Local Woman Says She Feels Like a Prisoner in Her Home

PHILADELPHIA, PA (WTXF) Dozens of bullet casings litter a Philadelphia street following a night of violence. It could be "any" given night in the city and it is a scene that is being repeated too often in some neighborhoods.

A Philadelphia woman, who wishes to remain unnamed out of fear for her life, recently endured yet another shoot out right in front of her house.

One of the bullets even came into her home through an outside wall and ricocheted off her back door. Four bullets hit her house in that hail of gunfire, but she says police are counting far more.

In a separate shooting a bullet went through her front door, and once again she had narrowly escaped with her life.

"We are not even safe in the privacy of our own home," the woman explains.

She keeps her doors locked and her shades drawn at all times, and says she's afraid to even leave her house.

● DATA LISTING:
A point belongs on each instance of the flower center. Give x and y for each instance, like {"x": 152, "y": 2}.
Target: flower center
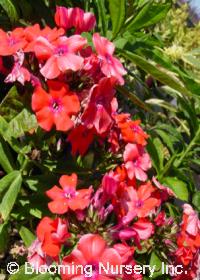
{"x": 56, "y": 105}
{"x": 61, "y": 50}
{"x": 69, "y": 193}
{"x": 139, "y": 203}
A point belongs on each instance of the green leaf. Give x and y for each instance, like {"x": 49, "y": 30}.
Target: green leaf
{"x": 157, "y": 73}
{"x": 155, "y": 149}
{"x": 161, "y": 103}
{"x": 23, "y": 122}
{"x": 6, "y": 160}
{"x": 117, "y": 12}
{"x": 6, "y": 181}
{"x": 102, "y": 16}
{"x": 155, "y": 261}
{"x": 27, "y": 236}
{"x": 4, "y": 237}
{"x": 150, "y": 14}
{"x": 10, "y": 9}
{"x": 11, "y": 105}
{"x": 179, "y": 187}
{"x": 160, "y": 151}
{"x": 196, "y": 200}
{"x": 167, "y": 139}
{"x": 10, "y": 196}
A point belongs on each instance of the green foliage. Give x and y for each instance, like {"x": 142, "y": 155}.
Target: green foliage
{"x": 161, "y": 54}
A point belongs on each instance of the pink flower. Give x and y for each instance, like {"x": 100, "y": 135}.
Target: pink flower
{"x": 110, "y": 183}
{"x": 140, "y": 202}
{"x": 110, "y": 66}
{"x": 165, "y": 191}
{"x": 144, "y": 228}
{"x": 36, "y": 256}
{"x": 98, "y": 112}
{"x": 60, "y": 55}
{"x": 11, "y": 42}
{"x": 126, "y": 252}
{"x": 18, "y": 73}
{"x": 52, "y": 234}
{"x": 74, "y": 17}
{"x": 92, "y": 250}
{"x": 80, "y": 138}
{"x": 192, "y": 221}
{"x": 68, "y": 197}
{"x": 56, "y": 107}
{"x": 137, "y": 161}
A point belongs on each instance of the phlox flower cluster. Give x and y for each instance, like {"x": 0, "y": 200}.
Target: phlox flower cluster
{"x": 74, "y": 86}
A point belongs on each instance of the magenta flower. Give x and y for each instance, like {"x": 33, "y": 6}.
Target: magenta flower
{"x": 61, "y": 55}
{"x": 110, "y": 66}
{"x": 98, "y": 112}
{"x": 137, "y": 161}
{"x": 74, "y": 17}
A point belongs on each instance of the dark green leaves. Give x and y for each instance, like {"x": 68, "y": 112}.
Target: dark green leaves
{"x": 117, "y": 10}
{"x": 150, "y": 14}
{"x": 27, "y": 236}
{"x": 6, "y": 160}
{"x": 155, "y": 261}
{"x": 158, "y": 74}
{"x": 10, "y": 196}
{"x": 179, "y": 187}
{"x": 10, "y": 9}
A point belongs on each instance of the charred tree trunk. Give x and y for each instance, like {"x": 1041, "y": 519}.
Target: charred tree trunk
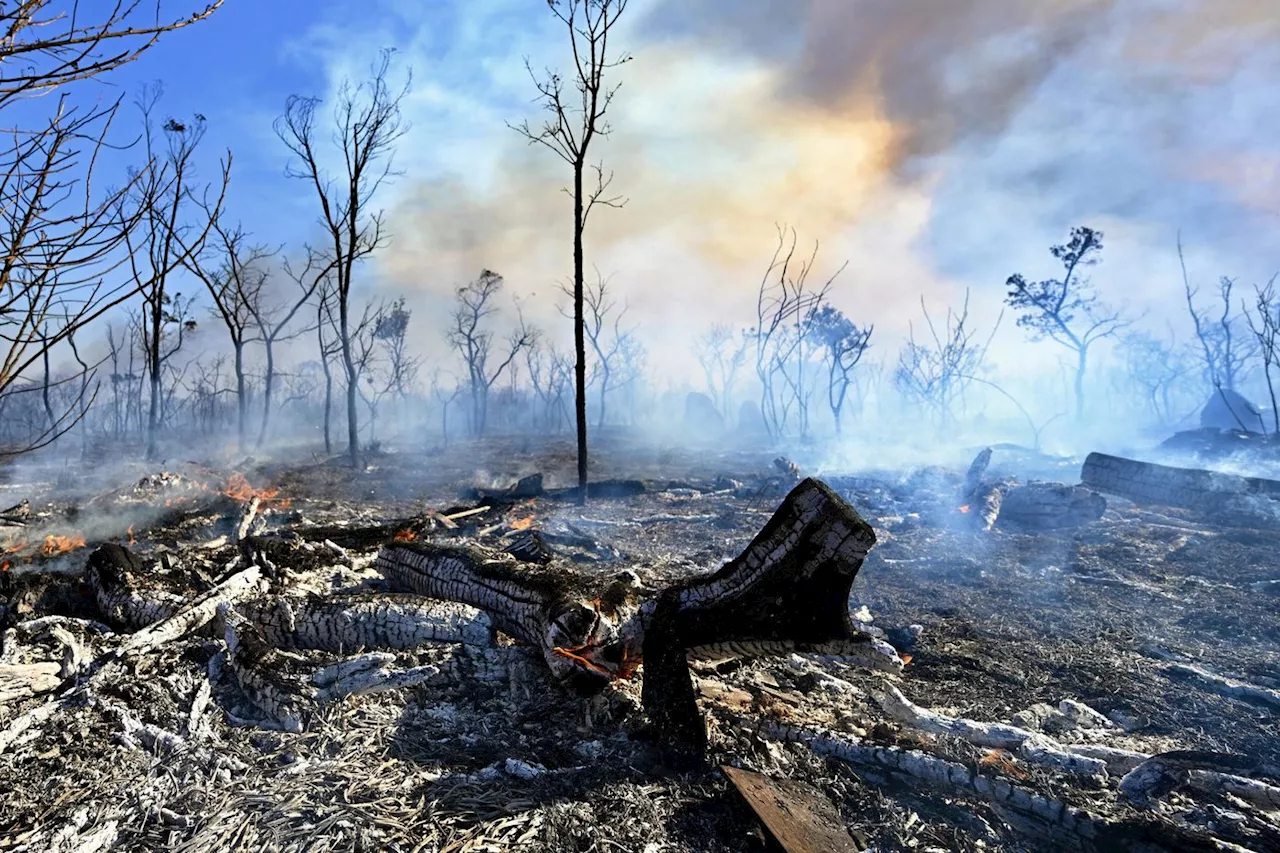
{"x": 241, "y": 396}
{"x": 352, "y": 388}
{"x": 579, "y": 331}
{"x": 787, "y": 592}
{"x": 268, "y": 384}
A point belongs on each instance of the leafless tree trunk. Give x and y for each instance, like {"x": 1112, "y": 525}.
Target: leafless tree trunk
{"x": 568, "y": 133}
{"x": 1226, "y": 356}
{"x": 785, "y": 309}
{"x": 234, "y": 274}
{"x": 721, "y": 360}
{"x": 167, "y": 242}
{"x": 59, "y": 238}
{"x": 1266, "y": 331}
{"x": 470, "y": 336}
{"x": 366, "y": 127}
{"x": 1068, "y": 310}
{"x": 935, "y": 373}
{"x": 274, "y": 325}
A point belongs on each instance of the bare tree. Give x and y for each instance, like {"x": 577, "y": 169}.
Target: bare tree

● YOUR OBJECTIVE:
Please reproduce the passage of the article on the Philadelphia shootings between "One of the bullets" and "with her life.", inclusive.

● PROBLEM SOLUTION:
One of the bullets even came into her home through an outside wall and ricocheted off her back door. Four bullets hit her house in that hail of gunfire, but she says police are counting far more.

In a separate shooting a bullet went through her front door, and once again she had narrowly escaped with her life.